#### [STATED PROBLEM]
Substitute "cumulus cloud" for "white cloud" in the entries, from the beginning through the line holding "[[[15,13],[11,1],[0,0],[0,18]]]", inclusive, and change nothing else. Leave the pictures out.

#### [RECORDED DATA]
+++

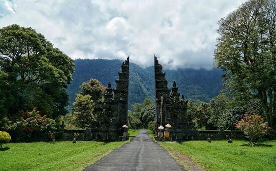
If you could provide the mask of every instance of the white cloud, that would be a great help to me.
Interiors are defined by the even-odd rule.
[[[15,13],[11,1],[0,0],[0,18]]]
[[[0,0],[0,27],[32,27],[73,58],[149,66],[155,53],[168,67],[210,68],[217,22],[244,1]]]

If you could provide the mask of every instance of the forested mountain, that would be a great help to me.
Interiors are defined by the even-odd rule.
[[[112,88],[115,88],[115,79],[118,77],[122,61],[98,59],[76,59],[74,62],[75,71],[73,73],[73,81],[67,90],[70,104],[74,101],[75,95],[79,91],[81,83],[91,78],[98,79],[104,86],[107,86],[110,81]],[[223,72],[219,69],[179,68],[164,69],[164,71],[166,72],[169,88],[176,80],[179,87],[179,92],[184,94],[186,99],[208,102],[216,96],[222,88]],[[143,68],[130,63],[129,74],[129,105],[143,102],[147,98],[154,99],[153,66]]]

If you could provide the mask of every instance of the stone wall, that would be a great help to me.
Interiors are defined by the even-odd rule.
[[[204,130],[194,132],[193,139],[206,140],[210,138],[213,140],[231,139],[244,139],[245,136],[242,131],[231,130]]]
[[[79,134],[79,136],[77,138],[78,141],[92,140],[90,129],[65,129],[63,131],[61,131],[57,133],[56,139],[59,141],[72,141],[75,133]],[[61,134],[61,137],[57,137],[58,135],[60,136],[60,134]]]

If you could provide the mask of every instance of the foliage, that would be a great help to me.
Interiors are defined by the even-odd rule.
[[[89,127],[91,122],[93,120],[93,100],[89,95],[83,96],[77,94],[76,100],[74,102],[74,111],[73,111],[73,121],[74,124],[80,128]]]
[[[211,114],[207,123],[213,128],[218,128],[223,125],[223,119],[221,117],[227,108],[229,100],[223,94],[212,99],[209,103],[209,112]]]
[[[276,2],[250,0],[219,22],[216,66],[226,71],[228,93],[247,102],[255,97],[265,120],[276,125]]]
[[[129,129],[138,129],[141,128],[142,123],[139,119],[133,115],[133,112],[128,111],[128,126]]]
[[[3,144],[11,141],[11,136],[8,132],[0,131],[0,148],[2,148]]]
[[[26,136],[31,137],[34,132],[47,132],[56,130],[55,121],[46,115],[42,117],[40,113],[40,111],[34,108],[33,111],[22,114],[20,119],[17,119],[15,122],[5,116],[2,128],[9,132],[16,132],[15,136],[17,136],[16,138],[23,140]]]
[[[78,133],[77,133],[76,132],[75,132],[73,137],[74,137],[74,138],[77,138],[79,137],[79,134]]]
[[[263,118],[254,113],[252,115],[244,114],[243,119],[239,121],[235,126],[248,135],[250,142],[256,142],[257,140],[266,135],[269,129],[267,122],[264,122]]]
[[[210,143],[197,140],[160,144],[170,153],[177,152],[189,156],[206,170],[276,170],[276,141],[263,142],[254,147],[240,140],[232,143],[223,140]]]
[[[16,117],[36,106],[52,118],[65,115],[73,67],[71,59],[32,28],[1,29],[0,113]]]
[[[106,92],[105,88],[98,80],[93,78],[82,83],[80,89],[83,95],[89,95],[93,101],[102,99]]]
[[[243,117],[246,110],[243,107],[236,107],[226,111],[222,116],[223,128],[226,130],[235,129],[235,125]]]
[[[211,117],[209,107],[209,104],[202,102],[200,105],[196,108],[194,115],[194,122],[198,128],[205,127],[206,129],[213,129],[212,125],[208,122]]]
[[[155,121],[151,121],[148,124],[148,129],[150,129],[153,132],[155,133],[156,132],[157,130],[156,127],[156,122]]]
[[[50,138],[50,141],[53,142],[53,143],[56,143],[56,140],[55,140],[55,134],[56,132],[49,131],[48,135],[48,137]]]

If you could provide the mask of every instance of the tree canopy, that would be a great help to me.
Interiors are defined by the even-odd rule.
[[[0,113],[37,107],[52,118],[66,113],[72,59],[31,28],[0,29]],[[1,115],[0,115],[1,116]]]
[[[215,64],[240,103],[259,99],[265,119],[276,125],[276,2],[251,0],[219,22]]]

+++

#### [COMPLETE ANSWER]
If you could provide the mask of every instance of the cumulus cloud, that would be a great help to me.
Interiors are defined by the even-odd rule.
[[[15,13],[11,1],[0,0],[0,18]]]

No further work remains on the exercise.